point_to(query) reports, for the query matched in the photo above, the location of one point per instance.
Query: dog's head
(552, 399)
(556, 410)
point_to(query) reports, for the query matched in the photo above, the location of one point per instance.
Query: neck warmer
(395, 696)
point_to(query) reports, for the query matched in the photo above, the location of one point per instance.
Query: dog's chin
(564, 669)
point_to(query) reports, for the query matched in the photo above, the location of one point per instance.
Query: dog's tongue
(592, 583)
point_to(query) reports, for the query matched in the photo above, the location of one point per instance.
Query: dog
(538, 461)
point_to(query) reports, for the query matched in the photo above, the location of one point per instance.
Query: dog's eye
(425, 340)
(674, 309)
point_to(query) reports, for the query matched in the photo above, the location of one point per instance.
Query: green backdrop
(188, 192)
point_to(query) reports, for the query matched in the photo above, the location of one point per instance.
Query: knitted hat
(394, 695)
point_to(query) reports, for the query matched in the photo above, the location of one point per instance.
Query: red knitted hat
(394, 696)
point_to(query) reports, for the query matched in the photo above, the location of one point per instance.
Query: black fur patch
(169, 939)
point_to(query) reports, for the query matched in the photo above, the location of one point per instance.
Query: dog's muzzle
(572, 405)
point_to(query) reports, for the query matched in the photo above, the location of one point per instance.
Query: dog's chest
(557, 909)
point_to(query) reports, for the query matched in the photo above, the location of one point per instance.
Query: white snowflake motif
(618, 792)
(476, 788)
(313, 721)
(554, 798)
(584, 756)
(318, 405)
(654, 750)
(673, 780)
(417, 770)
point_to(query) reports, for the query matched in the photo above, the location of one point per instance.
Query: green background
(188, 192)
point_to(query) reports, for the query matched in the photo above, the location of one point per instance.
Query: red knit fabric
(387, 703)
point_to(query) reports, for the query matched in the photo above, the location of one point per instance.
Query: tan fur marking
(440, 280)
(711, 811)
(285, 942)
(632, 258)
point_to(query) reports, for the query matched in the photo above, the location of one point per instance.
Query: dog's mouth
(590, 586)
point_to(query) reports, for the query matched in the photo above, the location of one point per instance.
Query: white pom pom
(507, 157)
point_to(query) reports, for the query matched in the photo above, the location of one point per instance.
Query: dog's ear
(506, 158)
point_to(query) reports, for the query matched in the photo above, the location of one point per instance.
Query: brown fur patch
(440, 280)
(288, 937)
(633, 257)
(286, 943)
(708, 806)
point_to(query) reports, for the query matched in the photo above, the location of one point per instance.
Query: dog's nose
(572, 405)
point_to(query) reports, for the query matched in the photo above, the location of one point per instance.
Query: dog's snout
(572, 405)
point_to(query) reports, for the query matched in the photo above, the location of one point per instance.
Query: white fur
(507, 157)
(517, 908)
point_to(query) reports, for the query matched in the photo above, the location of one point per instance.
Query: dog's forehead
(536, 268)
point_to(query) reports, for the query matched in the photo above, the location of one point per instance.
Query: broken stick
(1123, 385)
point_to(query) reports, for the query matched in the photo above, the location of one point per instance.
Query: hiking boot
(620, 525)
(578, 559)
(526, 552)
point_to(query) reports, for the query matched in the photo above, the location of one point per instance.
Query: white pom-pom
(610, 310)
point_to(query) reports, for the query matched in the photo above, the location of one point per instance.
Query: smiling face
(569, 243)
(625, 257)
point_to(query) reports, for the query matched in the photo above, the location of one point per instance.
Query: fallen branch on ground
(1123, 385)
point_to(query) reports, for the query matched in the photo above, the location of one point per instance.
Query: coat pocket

Work to be completed:
When copying the data above, keep every line exactly as written.

Exercise response:
point_to(query) reports, for the query matched in the photo above, the location of one point per instance.
Query: dog's head
(552, 399)
(556, 410)
point_to(query) reports, for the query matched in the photo above, the location of one point per instance.
Query: neck warmer
(395, 696)
point_to(query) reports, for the query matched in the photo above, the location of one point per instance.
Query: dog's chin
(564, 669)
point_to(query) reports, for the query matched in the photo above, the location of one point per instance.
Query: dog's tongue
(592, 583)
point_to(query) reports, for the query matched in the photo above, the location of one point per instance.
Query: dog
(538, 461)
point_to(query) reports, for the query matched in the photo above, the location of one point per instance.
Query: dog's eye
(425, 340)
(674, 309)
point_to(query) reports, for the query matched in the photo above, the location of one point per instance.
Query: green backdrop
(188, 192)
point_to(query) reports, for the query matched in the photo above, the location of one point per instance.
Query: knitted hat
(394, 695)
point_to(query) reports, for the query matched in the photo above, the location of one point per instance.
Query: red knitted hat
(394, 696)
point_to(query) reports, for the query matched in the photo above, the location of one point per instance.
Query: black fur patch
(169, 939)
point_to(query) reports, for the query matched in the photo above, the location of one point per instance.
Query: dog's muzzle
(572, 405)
point_to(query) reports, for the query matched in the photo above, the location of one point per instance.
Query: dog's chest
(557, 909)
point_to(query) reports, for the query matched in the photo above, the location of one point per instance.
Query: white snowflake motif
(618, 792)
(476, 788)
(313, 721)
(554, 798)
(584, 756)
(318, 405)
(654, 750)
(673, 780)
(417, 770)
point_to(query) reports, for the query matched in the photo above, the location of one point per instance.
Query: green background
(188, 192)
point_to(query) reports, for the query matched in the photo above, the location of one point per instance.
Query: red knit fabric
(387, 703)
point_to(query) reports, for the query matched in the photo above, the location of one point per instance.
Query: tan fur marking
(440, 280)
(711, 811)
(285, 942)
(632, 258)
point_to(query) reports, for the query matched in the photo above, the location of one point per instance.
Query: dog's mouth
(590, 586)
point_to(query) reports, for the query matched in the photo above, the location of one point per instance.
Query: white pom pom
(507, 157)
point_to(query) reports, for the query matched in the photo above, the location of one point per instance.
Query: dog's ear
(506, 158)
point_to(query) reports, for the query matched in the photo above, the location of one point per instance.
Query: brown fur patch
(440, 280)
(288, 937)
(633, 257)
(286, 943)
(708, 806)
point_to(query) reports, for the query matched in the photo above, the location of one point per instance.
Query: dog's nose
(572, 405)
point_to(query) reports, for the query matched in the photo above, the location of one point per instance.
Query: dog's snout
(572, 405)
point_to(query) reports, for the query matched in the photo above, the location of one point per instance.
Query: white fur
(507, 157)
(517, 908)
point_to(query) reports, for the query matched in the photo above, the location of one point per instance.
Query: dog's forehead
(536, 268)
point_to(query) reports, for the query matched in the photo above, the location of one point per instance.
Query: broken stick
(1123, 385)
point_to(query) reports, for the query matched in the photo above, the location of one point per instance.
Query: hiking boot
(620, 525)
(578, 559)
(526, 552)
point_to(query) reports, for the query matched in the photo above, the location of one point per instance.
Query: white pom-pom
(610, 310)
point_to(query) reports, for the query matched in the photo above, the location of one point per instance.
Query: smiling face
(569, 243)
(625, 257)
point_to(query) reports, for the query matched in the photo above, the location of one point per instance.
Query: fallen branch on ground
(1123, 385)
point_to(query) reports, for the query matched in the photo above, the location of one point per instance.
Query: coat pocket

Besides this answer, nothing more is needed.